DOCUMENT SECTION ::
'''

Something to think about, and another justification for MAS.

----------

Eric Platt

----------


## Bob Clark

Hi Jeff,

A good story, well told.  I like the way we can develop history with our instruments just as we do with friends.  I wish you many more years of joy from it.  Oh, and with instruments of other voices for other genres.

Best wishes,

Bob

----------


## JeffD

> Oh, and with instruments of other voices for other genres.


A while back, at a mixed jam, mixed in that we allowed a banjo or two, but did not cater to them by staying one key. With every key change they had to change tuning. 

I poked fun at them, saying "what?, you gotta different tuning for each tune?"

One fellow poked back, saying "Jeff, you gotta different mandolin for each tune."

----------

Bob Clark, 

Eric Platt, 

John Soper, 

ollaimh

----------


## mreidsma

Just a quick update on this, a little over 8 months later: A month ago I bought a mid-1930s Kalamazoo KM-11 flat top, which I thought would be the closest I got for a while to a teens or twenties oval hole. I love that mandolin, it sounds incredible for a flat top. 

BUT, last week I bought a Gibson oval hole, 1915 Pumpkin top. Just got it today. It's an A model with Handel tuners, and I have some information on its provenance, which is fun. I'll have a separate post once I get some time with the instrument and get some photos taken. So far it sounds close enough to my memory of that A2 to satisfy me.

----------

Craig D., 

Eric Platt, 

sgarrity

----------


## mrmando

Unusual for a 1915 pumpkin top to have Handel tuners. Care to post a photo?

----------


## mreidsma

Yes - I thought it was pretty unusual for an A, too. Not sure if they are original, but the price hanger from when it was purchased 2 owners ago lists it as an A model with Handel tuners. They work very well and are in great shape. I included a photo of the back of the headstock - I can't see any evidence of tuner swap, but then again, I think these would have had the same footprint as the stock A tuners, so who knows?





I'll take some nicer photos for the Mandolin Archive and do a little writeup on this mandolin and the history of one if its owners soon. The G and D strings are dead as a doornail, so I'll need to restring it to really hear its voice, but it's nice even now!

----------

Gene Summers

----------


## tree

Unusual, somewhat - but consider that it's Gibson.  Who was it that said the one thing they consistently are is inconsistent (or something to that effect)?

That is one more sweet looking mandolin with those Handels and the wide grained top!

----------


## rcc56

The only A models that were factory equipped with Handel tuners were A-4's, and perhaps a very few early A-3's.  The plates were the same, so they are drop-in replacements.

I remember a time when Handel tuners were much easier to find, and didn't cost $400.

'''

Data records:
'''

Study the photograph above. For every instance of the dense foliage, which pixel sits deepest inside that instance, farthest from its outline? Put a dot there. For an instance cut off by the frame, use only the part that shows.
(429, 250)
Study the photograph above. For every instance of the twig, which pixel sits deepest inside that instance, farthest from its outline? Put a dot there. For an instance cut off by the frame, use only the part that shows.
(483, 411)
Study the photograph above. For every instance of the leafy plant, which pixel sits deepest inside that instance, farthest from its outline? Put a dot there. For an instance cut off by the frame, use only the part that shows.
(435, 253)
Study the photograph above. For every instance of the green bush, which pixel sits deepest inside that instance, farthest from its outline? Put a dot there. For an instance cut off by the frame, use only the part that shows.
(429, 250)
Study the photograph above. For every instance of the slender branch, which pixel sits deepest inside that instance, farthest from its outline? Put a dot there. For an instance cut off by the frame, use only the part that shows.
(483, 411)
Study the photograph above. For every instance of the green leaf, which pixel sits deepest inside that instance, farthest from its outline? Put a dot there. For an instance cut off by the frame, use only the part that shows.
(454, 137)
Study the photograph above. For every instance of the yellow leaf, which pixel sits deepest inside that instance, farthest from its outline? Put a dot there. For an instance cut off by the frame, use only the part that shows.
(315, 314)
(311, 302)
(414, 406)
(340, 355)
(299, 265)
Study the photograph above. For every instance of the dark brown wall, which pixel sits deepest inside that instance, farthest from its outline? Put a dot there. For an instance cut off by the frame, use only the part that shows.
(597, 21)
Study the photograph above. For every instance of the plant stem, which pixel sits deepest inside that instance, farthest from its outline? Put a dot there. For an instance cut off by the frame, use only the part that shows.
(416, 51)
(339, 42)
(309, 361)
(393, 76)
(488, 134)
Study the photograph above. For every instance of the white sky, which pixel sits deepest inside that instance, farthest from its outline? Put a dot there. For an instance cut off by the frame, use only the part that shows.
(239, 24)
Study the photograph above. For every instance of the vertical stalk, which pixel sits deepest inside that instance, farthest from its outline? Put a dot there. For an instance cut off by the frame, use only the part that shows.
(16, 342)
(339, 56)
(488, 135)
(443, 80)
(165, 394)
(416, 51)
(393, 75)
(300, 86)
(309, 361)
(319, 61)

'''

TASK ITEM A :: In the mandolin thread, which names are set as headings over the posts? List each name once.
TASK ITEM B :: Print everything in the mandolin thread from "Yes - I thought" down to "nice even now!", without changing a word.
These lines are separate material and have no connection to the mandolin thread.

TASK RESPONSE A :: Bob Clark, JeffD, mreidsma, mrmando, tree, rcc56

TASK RESPONSE B ::
Yes - I thought it was pretty unusual for an A, too. Not sure if they are original, but the price hanger from when it was purchased 2 owners ago lists it as an A model with Handel tuners. They work very well and are in great shape. I included a photo of the back of the headstock - I can't see any evidence of tuner swap, but then again, I think these would have had the same footprint as the stock A tuners, so who knows?





I'll take some nicer photos for the Mandolin Archive and do a little writeup on this mandolin and the history of one if its owners soon. The G and D strings are dead as a doornail, so I'll need to restring it to really hear its voice, but it's nice even now!